Extracted material START

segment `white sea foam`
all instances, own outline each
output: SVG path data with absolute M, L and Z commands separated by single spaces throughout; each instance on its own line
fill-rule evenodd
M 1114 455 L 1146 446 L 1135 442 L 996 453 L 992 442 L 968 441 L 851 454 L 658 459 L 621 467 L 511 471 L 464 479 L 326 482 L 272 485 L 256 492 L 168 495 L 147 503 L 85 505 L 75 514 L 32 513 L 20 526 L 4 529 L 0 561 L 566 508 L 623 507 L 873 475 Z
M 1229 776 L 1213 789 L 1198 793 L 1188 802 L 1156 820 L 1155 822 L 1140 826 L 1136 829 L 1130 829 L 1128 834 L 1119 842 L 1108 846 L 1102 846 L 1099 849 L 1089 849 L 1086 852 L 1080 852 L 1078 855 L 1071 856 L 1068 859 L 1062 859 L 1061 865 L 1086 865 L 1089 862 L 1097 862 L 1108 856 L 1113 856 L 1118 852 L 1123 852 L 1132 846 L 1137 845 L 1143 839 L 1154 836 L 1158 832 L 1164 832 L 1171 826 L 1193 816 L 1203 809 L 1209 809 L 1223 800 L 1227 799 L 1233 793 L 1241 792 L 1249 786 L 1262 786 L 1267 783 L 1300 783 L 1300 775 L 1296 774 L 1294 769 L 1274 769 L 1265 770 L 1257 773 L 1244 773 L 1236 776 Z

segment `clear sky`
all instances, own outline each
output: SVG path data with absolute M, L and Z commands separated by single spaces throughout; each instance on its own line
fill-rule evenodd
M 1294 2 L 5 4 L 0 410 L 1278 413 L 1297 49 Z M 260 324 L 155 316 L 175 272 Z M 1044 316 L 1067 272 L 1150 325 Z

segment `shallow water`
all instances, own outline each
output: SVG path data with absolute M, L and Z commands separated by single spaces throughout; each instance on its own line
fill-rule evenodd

Extracted material END

**What to work on**
Transcribe all entries exactly as they are given.

**Solved exercise**
segment `white sea foam`
all instances, own outline each
output: SVG path data with absolute M, L and Z commands separated by single spaces throughout; each instance on its own line
fill-rule evenodd
M 1114 455 L 1146 446 L 1135 442 L 996 453 L 992 442 L 968 441 L 851 454 L 658 459 L 621 467 L 511 471 L 464 479 L 326 482 L 272 485 L 256 492 L 168 495 L 147 503 L 85 505 L 75 514 L 32 513 L 20 526 L 4 529 L 0 561 L 566 508 L 623 507 L 873 475 Z
M 1229 776 L 1213 789 L 1198 793 L 1188 802 L 1156 820 L 1155 822 L 1140 826 L 1136 829 L 1130 829 L 1128 834 L 1119 842 L 1108 846 L 1102 846 L 1099 849 L 1089 849 L 1086 852 L 1080 852 L 1078 855 L 1071 856 L 1068 859 L 1062 859 L 1061 865 L 1086 865 L 1089 862 L 1097 862 L 1108 856 L 1113 856 L 1118 852 L 1123 852 L 1132 846 L 1137 845 L 1143 839 L 1154 836 L 1158 832 L 1164 832 L 1171 826 L 1193 816 L 1203 809 L 1209 809 L 1223 800 L 1227 799 L 1233 793 L 1241 792 L 1249 786 L 1262 786 L 1267 783 L 1300 783 L 1300 775 L 1296 774 L 1294 769 L 1274 769 L 1265 770 L 1257 773 L 1244 773 L 1236 776 Z

segment `clear sky`
all instances, own outline each
output: SVG path data with absolute M, L and Z commands separated by single spaces throughout; each instance on its own line
fill-rule evenodd
M 1294 2 L 5 4 L 0 410 L 1278 413 L 1297 49 Z M 260 324 L 155 316 L 175 272 Z M 1044 316 L 1067 272 L 1150 325 Z

segment `shallow water`
all instances, own outline each
output: SVG path data with absolute M, L and Z commands separated by single spaces throughout; each instance on its own line
fill-rule evenodd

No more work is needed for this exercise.